Retype the 2010 Porsche Carrera Cup passage below word for word, from "Reigning champion Tim" to "championship in 2009.".

[PAGE EXCERPT]
* * * *

The 2010 Porsche Carrera Cup Great Britain was the eighth season of the Porsche Carrera Cup Great Britain series. The series again featured on the same package as the British Touring Car Championship, and as such benefited from live coverage at each round on ITV4 in the United Kingdom.

Reigning champion Tim Bridgman will not be back to defend his title in 2010 as he will be taking part in the Porsche Supercup. 2008 Champion Tim Harvey has announced his intention to return to the series for another year after losing out on the championship in 2009.

Entry list
On 17 March 2010, the championship was officially launched at Silverstone, with the organisers unveiling a capacity entry list of 28 cars.

 All drivers race in Porsche 911 GT3s.

* * * *

[RECORDS SUPPLIED]
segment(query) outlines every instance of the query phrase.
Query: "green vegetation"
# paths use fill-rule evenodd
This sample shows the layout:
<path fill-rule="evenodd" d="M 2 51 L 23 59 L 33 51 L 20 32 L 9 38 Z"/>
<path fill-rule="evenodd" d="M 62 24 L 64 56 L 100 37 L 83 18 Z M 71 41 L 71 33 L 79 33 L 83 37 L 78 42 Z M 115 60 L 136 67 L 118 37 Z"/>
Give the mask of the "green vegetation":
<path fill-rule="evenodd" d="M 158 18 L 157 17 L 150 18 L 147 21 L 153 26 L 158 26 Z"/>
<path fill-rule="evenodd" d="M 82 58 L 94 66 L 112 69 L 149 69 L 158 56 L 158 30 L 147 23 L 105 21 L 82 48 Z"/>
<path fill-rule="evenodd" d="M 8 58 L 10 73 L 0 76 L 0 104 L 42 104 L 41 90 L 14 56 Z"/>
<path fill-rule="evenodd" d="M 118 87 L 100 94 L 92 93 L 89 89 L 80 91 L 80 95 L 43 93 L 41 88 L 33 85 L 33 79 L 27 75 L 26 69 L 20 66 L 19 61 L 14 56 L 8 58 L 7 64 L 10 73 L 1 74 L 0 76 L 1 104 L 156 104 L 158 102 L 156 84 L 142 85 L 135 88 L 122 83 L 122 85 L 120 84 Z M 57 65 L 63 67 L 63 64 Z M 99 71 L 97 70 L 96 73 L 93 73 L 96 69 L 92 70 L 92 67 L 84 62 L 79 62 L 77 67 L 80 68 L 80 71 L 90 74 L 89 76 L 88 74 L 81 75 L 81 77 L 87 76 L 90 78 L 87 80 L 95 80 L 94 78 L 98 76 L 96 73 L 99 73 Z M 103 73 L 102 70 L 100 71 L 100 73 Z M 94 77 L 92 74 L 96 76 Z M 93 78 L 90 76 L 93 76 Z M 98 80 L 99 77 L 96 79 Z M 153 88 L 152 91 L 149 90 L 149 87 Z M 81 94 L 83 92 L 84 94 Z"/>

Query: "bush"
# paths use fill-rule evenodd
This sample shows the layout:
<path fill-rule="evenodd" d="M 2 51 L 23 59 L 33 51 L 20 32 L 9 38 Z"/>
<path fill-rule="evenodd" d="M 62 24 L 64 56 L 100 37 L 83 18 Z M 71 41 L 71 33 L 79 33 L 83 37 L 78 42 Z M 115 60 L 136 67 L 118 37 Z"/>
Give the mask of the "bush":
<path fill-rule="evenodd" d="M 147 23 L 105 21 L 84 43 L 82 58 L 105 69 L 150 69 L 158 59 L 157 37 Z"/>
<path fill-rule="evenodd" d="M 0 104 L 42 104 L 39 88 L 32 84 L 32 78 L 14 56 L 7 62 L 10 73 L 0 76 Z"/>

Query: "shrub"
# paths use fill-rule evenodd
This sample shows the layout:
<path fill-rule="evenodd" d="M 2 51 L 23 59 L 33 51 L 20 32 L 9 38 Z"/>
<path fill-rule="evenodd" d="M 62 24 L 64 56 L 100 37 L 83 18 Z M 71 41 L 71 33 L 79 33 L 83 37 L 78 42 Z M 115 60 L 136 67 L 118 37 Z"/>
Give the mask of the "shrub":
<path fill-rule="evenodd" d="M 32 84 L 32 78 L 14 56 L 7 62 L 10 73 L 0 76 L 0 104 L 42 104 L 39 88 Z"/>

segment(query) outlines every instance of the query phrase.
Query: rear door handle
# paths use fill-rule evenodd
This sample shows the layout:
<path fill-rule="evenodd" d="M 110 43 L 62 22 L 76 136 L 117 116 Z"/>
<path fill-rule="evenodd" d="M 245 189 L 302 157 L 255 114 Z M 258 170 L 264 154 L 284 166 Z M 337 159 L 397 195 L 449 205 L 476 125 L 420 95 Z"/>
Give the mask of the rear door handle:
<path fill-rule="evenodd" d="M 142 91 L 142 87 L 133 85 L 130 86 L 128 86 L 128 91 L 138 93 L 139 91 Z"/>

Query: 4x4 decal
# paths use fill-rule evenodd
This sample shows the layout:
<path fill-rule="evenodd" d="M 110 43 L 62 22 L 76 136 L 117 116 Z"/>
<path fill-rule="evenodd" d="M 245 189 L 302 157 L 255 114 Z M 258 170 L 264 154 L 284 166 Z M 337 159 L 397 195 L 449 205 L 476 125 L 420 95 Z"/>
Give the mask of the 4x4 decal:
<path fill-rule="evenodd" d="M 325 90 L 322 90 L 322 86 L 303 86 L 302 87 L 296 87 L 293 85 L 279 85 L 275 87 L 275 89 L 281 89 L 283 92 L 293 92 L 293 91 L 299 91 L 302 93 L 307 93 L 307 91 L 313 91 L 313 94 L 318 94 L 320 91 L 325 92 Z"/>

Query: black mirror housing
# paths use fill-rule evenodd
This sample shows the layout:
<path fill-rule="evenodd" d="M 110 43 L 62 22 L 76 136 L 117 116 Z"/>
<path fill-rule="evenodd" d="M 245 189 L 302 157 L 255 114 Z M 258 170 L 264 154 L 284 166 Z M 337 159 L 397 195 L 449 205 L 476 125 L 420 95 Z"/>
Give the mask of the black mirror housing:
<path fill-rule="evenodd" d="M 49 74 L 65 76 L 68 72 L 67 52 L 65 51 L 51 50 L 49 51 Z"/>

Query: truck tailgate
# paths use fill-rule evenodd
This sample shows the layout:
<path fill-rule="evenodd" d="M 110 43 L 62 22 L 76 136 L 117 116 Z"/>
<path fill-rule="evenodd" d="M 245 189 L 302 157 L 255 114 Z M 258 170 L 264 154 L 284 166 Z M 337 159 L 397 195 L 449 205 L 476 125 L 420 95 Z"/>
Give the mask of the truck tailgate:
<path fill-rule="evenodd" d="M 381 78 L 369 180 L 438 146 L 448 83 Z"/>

* * * *

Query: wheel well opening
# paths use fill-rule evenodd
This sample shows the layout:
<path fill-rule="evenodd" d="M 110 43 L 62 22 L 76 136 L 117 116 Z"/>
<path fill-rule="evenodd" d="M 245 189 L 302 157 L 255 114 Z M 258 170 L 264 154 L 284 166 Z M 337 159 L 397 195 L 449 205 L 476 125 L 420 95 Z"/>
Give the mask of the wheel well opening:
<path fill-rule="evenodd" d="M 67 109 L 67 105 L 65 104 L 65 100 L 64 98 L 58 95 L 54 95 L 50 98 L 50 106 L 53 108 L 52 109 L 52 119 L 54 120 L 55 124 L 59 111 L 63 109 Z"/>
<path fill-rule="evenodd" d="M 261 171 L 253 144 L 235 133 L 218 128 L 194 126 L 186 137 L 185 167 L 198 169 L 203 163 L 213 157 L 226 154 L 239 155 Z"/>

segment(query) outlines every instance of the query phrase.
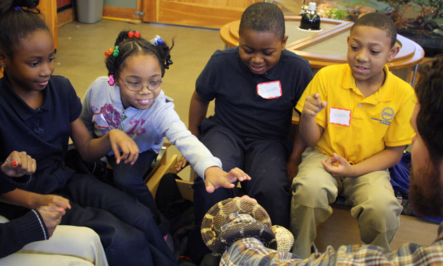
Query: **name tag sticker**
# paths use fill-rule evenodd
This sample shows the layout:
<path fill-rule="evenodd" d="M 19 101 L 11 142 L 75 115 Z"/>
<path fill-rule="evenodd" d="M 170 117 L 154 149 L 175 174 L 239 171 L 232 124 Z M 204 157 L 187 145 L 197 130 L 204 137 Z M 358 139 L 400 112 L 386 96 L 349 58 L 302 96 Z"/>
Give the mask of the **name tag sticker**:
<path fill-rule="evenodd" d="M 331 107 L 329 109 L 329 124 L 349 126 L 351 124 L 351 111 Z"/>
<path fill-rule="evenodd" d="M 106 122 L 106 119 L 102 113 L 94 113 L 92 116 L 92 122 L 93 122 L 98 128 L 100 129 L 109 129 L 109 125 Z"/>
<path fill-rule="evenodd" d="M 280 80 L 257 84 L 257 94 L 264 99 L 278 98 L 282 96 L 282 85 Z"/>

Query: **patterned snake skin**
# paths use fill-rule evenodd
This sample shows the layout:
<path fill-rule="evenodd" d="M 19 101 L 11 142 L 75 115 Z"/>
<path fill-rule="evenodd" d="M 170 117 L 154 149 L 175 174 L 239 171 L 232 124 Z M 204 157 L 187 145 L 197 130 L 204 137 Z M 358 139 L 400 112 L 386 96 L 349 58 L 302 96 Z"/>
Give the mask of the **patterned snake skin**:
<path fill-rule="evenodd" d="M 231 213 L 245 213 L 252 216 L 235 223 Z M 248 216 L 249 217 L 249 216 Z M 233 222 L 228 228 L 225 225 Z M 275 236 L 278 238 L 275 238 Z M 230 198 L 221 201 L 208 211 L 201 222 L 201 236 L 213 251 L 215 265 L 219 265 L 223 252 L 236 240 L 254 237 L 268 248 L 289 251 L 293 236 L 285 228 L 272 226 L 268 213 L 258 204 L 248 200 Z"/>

* * * *

[THE RESULT]
Reigning champion Tim Bridgman will not be back to defend his title in 2010 as he will be taking part in the Porsche Supercup. 2008 Champion Tim Harvey has announced his intention to return to the series for another year after losing out on the championship in 2009.